● Gestelde opdracht A
Kopieer uit het fragment over de windturbinezaak woordelijk de tekst van "Een besluit van" tot en met "te nemen zorgvuldigheid.".
● Gestelde opdracht B
Op welke datum diende X volgens het fragment over de windturbinezaak de aanvraag voor een bouwvergunning in bij de gemeente?
● Gestelde opdracht C
Schrijf het fragment over de windturbinezaak verder vanaf het punt waar het ophoudt.

● Fragment
▼

HR 8 juli 2016, ECLI:NL:HR:2016:1454 (Eisers / Gemeente Noordoostpolder)
Een besluit van een bestuursorgaan kan ook onrechtmatig zijn jegens een benadeelde die geen belanghebbende is in de zin van art. 1:2 Awb. Denkbaar is immers dat de belangen van bepaalde ‘derden’, kenbaar voor het bestuursorgaan, in zodanige mate betrokken zijn bij een besluit, dat het bestuursorgaan ook jegens deze derden – afhankelijk van de verdere omstandigheden van het geval – in strijd kan handelen met de in het maatschappelijk verkeer in acht te nemen zorgvuldigheid.
Achtergrond van de zaak
X is eigenaar van een perceel dat is gelegen in de gemeente Noordoostpolder (hierna: de gemeente). Op dat perceel bevindt zich een door A (eiser tot cassatie sub 1) geplaatste windturbine. Op 18 september 2003 heeft X een aanvraag voor een bouwvergunning ingediend bij de gemeente voor de vervanging van de turbinegondel van deze windturbine. Bij notariële akte van 9 oktober 2003 is door X op het gedeelte van het perceel waar de windturbine zich bevindt, een recht van opstal gevestigd ten behoeve van A. Bij besluit van 17 oktober 2006 – ruim drie jaar na de aanvraag – heeft het college van burgemeester en wethouders van de gemeente de gevraagde bouwvergunning geweigerd op grond van de overweging dat het bouwplan in strijd zou zijn met het ter plaatse geldende bestemmingsplan. Nadat het tegen dit besluit van het college door X gemaakte bezwaar ongegrond werd verklaard, heeft X tegen de beslissing op bezwaar beroep ingesteld bij de rechtbank.
De rechtbank heeft de beslissing op bezwaar vervolgens vernietigd, het besluit in primo van 17 oktober 2006 herroepen en bepaald dat haar uitspraak in de plaats treedt van het vernietigde besluit. De rechtbank heeft – kort gezegd – overwogen dat het college zich ten onrechte op het standpunt heeft gesteld dat de aanvraag in strijd is met het ter plaatse geldende bestemmingsplan en dat rechtstreeks uit de wet voortvloeit dat X sinds twaalf weken na de dag van ontvangst van de aanvraag door de gemeente, van rechtswege over een bouwvergunning beschikt. Nadat het college van burgemeester en wethouders hoger beroep hadden ingesteld tegen de uitspraak van de rechtbank, heeft de Afdeling bestuursrechtspraak van de Raad van State de bestreden uitspraak van de rechtbank op 18 februari 2009 bekrachtigd. In mei 2010 heeft A de activa en passiva van de door hem gedreven eenmanszaak, waaronder het hiervoor genoemde recht van opstal, ingebracht in A Beheer B.V. (eiseres tot cassatie sub 2), die deze op haar beurt heeft ingebracht in A B.V. (eiseres tot cassatie sub 3).

▲

● Opgeslagen gegevens
▼

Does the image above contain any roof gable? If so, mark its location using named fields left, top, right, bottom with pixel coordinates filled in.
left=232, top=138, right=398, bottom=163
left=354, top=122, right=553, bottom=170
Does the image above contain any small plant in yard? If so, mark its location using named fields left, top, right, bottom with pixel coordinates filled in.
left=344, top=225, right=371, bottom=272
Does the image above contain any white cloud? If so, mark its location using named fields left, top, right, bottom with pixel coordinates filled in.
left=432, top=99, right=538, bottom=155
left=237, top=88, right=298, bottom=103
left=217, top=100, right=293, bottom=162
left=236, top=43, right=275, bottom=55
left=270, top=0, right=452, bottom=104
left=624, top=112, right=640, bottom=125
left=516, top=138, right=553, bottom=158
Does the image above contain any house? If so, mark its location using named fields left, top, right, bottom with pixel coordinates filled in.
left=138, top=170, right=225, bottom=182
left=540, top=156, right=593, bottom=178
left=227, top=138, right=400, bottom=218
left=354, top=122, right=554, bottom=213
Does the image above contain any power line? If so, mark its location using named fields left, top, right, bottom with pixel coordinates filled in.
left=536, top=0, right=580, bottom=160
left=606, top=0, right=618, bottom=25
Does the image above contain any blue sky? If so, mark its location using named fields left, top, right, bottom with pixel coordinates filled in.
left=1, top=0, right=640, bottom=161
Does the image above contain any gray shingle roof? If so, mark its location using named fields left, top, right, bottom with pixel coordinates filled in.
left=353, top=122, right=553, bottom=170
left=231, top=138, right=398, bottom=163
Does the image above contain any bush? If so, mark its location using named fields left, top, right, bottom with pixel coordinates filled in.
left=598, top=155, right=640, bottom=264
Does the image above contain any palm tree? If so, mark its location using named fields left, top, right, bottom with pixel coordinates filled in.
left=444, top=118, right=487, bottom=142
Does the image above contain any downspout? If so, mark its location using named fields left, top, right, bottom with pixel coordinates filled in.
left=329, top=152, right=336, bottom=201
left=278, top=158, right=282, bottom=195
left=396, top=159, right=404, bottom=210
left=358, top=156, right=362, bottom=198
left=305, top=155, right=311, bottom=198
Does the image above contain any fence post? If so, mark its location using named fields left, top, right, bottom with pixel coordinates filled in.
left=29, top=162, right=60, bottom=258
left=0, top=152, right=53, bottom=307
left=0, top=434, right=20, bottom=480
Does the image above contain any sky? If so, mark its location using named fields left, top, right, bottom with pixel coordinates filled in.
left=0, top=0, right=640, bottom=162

▲
▼

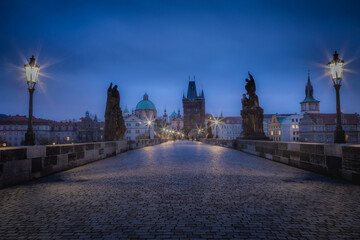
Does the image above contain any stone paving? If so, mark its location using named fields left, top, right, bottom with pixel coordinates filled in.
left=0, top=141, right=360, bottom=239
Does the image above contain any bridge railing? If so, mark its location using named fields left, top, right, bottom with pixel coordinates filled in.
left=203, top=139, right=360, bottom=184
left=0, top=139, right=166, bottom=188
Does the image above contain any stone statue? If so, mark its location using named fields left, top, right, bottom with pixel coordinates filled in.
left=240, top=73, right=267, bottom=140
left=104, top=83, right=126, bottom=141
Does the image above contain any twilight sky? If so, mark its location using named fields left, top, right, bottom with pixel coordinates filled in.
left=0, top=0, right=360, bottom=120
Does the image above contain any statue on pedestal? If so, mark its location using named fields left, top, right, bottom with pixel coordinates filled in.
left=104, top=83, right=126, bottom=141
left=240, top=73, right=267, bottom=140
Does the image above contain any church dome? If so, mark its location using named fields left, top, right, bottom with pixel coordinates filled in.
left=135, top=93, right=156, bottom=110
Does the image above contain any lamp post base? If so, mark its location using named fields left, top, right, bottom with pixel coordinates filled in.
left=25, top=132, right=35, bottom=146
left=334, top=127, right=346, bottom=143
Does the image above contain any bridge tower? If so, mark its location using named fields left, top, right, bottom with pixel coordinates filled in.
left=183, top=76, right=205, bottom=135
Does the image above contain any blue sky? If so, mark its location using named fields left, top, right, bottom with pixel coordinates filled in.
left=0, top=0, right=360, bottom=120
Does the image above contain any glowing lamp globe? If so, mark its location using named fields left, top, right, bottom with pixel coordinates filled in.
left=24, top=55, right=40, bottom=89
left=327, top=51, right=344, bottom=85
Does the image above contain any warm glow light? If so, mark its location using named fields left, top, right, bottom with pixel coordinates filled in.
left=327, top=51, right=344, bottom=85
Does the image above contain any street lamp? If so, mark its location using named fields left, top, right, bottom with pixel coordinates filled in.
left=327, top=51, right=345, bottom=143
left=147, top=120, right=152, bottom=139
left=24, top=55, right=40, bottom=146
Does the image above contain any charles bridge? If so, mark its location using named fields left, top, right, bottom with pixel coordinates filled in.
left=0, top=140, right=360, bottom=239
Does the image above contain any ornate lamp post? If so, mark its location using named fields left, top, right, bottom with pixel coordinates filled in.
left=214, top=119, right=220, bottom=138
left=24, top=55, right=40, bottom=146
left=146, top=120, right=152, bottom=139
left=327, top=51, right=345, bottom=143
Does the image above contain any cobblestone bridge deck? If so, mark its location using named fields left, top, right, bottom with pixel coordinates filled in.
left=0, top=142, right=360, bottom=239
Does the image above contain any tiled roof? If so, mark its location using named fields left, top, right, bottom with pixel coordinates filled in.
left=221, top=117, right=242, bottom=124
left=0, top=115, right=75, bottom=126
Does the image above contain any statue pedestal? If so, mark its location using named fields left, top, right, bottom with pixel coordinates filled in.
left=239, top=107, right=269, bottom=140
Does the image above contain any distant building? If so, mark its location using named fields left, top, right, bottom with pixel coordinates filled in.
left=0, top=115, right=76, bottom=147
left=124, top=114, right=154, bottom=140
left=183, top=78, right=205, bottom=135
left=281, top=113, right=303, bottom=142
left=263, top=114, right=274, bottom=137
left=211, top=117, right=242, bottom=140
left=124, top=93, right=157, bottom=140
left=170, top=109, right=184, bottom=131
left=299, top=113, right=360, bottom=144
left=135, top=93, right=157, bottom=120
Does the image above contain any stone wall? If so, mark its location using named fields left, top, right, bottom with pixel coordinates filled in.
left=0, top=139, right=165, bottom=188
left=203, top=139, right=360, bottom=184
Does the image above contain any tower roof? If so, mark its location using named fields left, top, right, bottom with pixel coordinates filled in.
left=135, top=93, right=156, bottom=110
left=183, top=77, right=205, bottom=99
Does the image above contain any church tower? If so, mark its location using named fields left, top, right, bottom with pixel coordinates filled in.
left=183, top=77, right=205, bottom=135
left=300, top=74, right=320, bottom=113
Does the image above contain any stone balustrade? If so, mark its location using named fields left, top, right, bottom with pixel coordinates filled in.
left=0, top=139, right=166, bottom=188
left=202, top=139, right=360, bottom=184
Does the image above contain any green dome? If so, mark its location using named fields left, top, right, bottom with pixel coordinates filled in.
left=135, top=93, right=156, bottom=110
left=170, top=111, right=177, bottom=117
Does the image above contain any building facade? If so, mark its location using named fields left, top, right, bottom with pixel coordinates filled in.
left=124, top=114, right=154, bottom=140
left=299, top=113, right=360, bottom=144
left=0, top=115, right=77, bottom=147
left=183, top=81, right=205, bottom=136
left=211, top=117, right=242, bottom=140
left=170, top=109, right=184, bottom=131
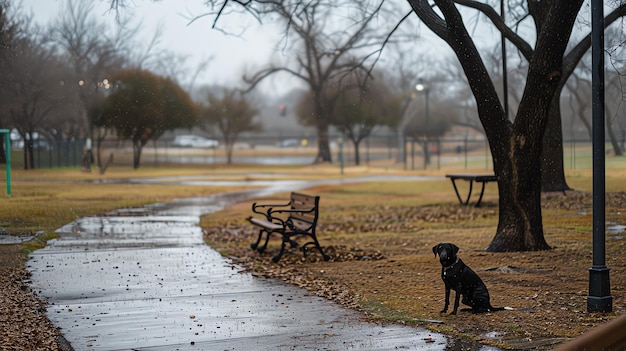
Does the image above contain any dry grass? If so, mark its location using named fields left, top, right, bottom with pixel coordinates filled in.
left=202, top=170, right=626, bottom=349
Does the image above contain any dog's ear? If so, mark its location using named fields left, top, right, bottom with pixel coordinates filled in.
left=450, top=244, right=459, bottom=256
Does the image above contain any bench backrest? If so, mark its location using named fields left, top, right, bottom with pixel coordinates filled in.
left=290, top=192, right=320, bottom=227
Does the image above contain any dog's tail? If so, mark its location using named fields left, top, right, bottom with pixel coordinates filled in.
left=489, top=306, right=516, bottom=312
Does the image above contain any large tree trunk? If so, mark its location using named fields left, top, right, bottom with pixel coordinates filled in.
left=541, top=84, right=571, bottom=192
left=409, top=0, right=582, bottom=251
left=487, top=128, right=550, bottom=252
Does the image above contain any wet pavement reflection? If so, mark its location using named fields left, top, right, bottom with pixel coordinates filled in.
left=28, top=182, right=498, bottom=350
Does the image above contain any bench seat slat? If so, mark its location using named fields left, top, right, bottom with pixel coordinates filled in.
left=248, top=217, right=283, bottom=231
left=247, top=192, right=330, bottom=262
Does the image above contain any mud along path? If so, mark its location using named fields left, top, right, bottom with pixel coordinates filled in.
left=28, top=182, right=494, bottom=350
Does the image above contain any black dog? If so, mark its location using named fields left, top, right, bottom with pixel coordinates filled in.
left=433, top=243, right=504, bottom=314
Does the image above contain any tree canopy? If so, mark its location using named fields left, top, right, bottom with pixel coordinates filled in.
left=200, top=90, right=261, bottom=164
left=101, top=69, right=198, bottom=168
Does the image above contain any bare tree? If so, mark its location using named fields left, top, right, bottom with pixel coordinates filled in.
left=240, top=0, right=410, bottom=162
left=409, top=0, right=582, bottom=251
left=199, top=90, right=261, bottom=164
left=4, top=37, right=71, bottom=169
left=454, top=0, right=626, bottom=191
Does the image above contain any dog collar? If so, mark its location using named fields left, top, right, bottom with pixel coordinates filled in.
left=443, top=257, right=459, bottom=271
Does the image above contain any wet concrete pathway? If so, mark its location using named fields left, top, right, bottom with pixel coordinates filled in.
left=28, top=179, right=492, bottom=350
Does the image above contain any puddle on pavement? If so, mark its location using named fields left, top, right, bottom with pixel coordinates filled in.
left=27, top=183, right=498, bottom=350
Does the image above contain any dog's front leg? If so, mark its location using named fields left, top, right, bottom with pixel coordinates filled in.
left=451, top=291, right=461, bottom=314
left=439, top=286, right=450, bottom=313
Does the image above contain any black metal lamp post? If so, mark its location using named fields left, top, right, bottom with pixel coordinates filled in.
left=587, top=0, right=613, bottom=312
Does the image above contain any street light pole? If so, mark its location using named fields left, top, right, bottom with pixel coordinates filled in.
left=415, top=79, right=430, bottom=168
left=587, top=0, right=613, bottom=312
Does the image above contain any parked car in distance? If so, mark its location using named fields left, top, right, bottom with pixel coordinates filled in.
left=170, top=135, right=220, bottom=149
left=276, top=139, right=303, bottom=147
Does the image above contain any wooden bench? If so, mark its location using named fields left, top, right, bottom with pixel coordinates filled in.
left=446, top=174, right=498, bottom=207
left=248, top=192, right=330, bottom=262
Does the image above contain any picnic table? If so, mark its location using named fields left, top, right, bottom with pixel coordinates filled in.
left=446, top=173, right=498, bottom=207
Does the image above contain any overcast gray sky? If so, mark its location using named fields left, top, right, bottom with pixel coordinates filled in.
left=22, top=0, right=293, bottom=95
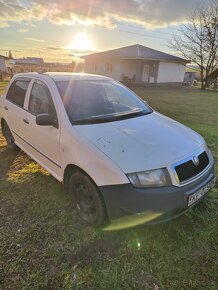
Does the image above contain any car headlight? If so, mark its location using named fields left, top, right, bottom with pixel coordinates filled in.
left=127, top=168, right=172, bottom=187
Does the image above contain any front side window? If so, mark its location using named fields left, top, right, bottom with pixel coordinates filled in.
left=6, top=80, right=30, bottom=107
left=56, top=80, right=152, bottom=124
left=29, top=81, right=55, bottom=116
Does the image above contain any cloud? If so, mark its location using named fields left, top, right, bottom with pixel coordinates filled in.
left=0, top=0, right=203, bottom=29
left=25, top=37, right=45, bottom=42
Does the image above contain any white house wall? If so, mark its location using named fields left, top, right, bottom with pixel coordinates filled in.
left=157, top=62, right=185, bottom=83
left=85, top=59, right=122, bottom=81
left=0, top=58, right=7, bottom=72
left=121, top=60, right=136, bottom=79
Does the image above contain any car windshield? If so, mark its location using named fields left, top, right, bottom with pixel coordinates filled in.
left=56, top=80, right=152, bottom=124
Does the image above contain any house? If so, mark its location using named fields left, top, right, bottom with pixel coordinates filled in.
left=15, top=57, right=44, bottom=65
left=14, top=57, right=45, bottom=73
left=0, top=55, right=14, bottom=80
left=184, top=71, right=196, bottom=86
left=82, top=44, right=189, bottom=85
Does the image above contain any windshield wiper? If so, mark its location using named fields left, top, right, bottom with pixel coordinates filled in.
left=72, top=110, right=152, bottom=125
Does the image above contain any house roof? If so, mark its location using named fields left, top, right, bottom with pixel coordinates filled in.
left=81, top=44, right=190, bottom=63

▲

● Uitkomst opdracht A
Een besluit van een bestuursorgaan kan ook onrechtmatig zijn jegens een benadeelde die geen belanghebbende is in de zin van art. 1:2 Awb. Denkbaar is immers dat de belangen van bepaalde ‘derden’, kenbaar voor het bestuursorgaan, in zodanige mate betrokken zijn bij een besluit, dat het bestuursorgaan ook jegens deze derden – afhankelijk van de verdere omstandigheden van het geval – in strijd kan handelen met de in het maatschappelijk verkeer in acht te nemen zorgvuldigheid.

● Uitkomst opdracht B
Op 18 september 2003.

● Uitkomst opdracht C
Feitelijke instanties
In de onderhavige procedure heeft A van de gemeente betaling gevorderd van ruim € 770.500,-. Aan zijn vordering heeft A ten grondslag gelegd dat de gemeente onrechtmatig jegens hem zou hebben gehandeld door de gevraagde bouwvergunning te weigeren, als gevolg waarvan hij schade heeft geleden wegens het mislopen van een subsidie. De in 2003 ingestelde subsidieregeling Milieukwaliteit Elektriciteitsproductie (MEP), op grond waarvan exploitanten van windturbines onder bepaalde voorwaarden subsidies konden ontvangen voor de plaatsing of uitbreiding daarvan, is namelijk op 18 augustus 2006 vervallen.
De rechtbank heeft de vordering van A afgewezen. In hoger beroep heeft het hof ten eerste geoordeeld dat A en A Beheer B.V., gelet op het feit dat A zijn recht van opstal inmiddels had ingebracht in A Beheer B.V. (eiseres sub 2), die deze vervolgens heeft ingebracht in A B.V. (eiseres sub 3), geen zelfstandig belang hebben bij het hoger beroep. Het hof verwerpt het door A en A Beheer B.V. ingestelde appel om die reden. Ten aanzien van A B.V. heeft het hof het vonnis van de rechtbank bekrachtigd. Het hof heeft daartoe – kort gezegd – overwogen dat gelet op de goede procesorde een aantal eerst bij pleidooi in hoger beroep door A aangevoerde stellingen niet meer in de beoordeling kunnen worden betrokken. Voorts heeft het hof overwogen dat A B.V. geen belanghebbende is in de zin van art. 1:2 Awb en op grond daarvan niet kan worden aangemerkt als getroffen in haar belang door de door haar gestelde normschending.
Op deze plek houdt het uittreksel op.